**** MATERIAL FOR THE TASK

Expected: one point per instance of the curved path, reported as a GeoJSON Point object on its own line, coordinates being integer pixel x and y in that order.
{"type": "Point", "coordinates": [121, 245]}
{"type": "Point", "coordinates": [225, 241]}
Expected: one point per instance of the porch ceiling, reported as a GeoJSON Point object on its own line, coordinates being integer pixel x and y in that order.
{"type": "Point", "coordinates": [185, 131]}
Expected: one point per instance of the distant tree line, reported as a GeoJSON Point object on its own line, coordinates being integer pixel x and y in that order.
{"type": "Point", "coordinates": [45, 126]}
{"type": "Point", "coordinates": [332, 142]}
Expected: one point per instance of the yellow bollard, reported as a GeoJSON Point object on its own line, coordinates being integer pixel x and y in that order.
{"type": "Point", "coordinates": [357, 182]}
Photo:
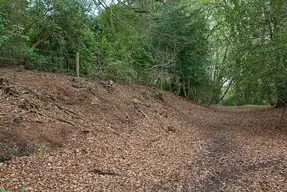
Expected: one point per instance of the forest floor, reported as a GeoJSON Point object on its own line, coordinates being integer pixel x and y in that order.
{"type": "Point", "coordinates": [59, 133]}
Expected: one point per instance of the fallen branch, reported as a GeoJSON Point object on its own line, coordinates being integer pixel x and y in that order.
{"type": "Point", "coordinates": [99, 172]}
{"type": "Point", "coordinates": [144, 115]}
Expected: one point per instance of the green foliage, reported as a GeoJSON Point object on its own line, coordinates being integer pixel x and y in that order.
{"type": "Point", "coordinates": [225, 52]}
{"type": "Point", "coordinates": [122, 49]}
{"type": "Point", "coordinates": [181, 32]}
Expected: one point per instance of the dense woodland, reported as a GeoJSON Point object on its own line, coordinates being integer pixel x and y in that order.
{"type": "Point", "coordinates": [226, 52]}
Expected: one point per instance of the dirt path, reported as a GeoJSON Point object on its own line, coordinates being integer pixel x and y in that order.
{"type": "Point", "coordinates": [81, 136]}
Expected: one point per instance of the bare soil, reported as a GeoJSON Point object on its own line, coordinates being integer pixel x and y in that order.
{"type": "Point", "coordinates": [59, 133]}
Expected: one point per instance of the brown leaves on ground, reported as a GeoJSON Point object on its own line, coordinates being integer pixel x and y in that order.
{"type": "Point", "coordinates": [58, 133]}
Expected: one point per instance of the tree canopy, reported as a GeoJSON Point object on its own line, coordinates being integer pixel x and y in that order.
{"type": "Point", "coordinates": [227, 52]}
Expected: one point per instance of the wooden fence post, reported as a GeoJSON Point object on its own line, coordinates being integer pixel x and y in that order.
{"type": "Point", "coordinates": [78, 64]}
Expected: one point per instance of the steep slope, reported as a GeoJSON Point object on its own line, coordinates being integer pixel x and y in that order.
{"type": "Point", "coordinates": [66, 134]}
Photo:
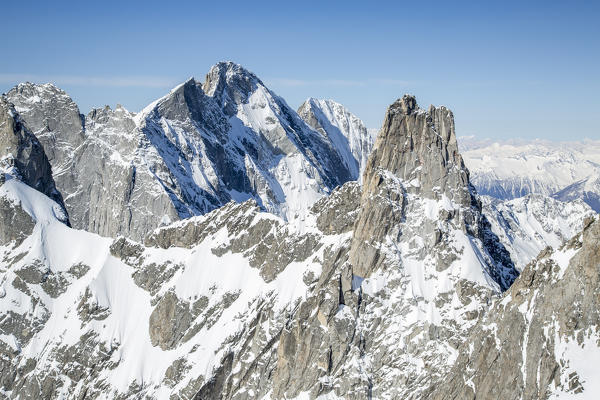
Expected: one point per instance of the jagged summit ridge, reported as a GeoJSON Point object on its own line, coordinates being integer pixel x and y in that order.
{"type": "Point", "coordinates": [191, 151]}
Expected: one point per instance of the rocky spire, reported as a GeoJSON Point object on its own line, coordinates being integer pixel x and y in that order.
{"type": "Point", "coordinates": [415, 172]}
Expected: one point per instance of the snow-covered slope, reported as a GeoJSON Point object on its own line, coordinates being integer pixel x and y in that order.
{"type": "Point", "coordinates": [239, 303]}
{"type": "Point", "coordinates": [185, 154]}
{"type": "Point", "coordinates": [527, 225]}
{"type": "Point", "coordinates": [349, 134]}
{"type": "Point", "coordinates": [587, 190]}
{"type": "Point", "coordinates": [511, 169]}
{"type": "Point", "coordinates": [540, 341]}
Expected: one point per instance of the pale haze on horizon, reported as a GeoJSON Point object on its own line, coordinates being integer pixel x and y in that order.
{"type": "Point", "coordinates": [506, 70]}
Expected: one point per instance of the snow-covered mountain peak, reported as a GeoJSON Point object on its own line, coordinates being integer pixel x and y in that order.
{"type": "Point", "coordinates": [345, 130]}
{"type": "Point", "coordinates": [230, 84]}
{"type": "Point", "coordinates": [514, 168]}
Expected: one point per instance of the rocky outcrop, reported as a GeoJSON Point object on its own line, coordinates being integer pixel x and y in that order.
{"type": "Point", "coordinates": [416, 155]}
{"type": "Point", "coordinates": [420, 269]}
{"type": "Point", "coordinates": [186, 154]}
{"type": "Point", "coordinates": [527, 346]}
{"type": "Point", "coordinates": [346, 130]}
{"type": "Point", "coordinates": [21, 151]}
{"type": "Point", "coordinates": [22, 158]}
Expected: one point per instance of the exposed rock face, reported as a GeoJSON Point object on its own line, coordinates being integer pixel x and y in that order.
{"type": "Point", "coordinates": [21, 150]}
{"type": "Point", "coordinates": [528, 345]}
{"type": "Point", "coordinates": [369, 293]}
{"type": "Point", "coordinates": [186, 154]}
{"type": "Point", "coordinates": [345, 129]}
{"type": "Point", "coordinates": [416, 156]}
{"type": "Point", "coordinates": [22, 158]}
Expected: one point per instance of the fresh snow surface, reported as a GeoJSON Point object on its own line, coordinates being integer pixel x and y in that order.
{"type": "Point", "coordinates": [527, 225]}
{"type": "Point", "coordinates": [515, 168]}
{"type": "Point", "coordinates": [347, 132]}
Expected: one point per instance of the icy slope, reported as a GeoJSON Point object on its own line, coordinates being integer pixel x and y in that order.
{"type": "Point", "coordinates": [238, 303]}
{"type": "Point", "coordinates": [529, 224]}
{"type": "Point", "coordinates": [185, 154]}
{"type": "Point", "coordinates": [349, 134]}
{"type": "Point", "coordinates": [587, 190]}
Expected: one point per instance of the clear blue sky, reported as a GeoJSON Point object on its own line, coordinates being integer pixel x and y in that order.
{"type": "Point", "coordinates": [507, 69]}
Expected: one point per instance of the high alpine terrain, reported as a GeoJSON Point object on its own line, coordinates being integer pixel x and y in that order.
{"type": "Point", "coordinates": [220, 245]}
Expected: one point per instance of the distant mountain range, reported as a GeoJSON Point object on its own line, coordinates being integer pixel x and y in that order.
{"type": "Point", "coordinates": [221, 245]}
{"type": "Point", "coordinates": [514, 168]}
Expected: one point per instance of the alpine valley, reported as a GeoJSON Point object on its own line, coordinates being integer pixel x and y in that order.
{"type": "Point", "coordinates": [221, 245]}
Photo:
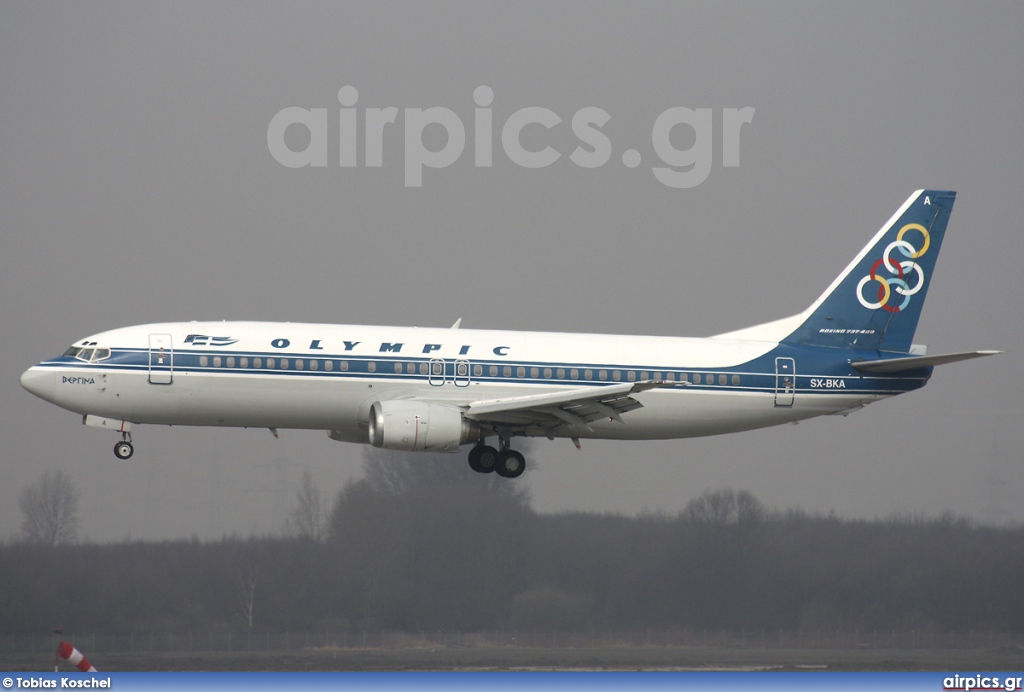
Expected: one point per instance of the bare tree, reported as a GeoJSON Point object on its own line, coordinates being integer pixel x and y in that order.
{"type": "Point", "coordinates": [247, 594]}
{"type": "Point", "coordinates": [725, 508]}
{"type": "Point", "coordinates": [50, 510]}
{"type": "Point", "coordinates": [307, 515]}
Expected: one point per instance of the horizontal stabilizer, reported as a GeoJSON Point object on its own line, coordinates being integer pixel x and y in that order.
{"type": "Point", "coordinates": [901, 364]}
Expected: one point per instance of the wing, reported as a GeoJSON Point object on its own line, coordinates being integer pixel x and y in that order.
{"type": "Point", "coordinates": [574, 407]}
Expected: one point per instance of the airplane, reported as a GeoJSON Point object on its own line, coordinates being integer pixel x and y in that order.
{"type": "Point", "coordinates": [424, 389]}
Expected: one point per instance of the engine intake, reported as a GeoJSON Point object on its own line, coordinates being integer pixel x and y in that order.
{"type": "Point", "coordinates": [417, 426]}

********

Your task is to return, exactly and on their own, the lines from the one containing "Expected: one point per instance of the horizontal" through the last line of the listing.

Expected: one point per instance of the horizontal stabilizer, reported as a GeoJSON Point object on its own line, coordinates being integer pixel x and y in that order.
{"type": "Point", "coordinates": [901, 364]}
Expected: one point per instance of the wing, reported as a GeoJSON Point object on its own line, coordinates being integer pixel x and y in that order.
{"type": "Point", "coordinates": [574, 407]}
Expected: one point per instance of the airplane, reported as a GeoJSON Point object on its own line, coordinates being integer pixel x and y in that order.
{"type": "Point", "coordinates": [424, 389]}
Expected: one point per instance of the engine intake, reported as a GeoJSON Point object on its own line, coordinates being integer pixel x and y in that order.
{"type": "Point", "coordinates": [417, 426]}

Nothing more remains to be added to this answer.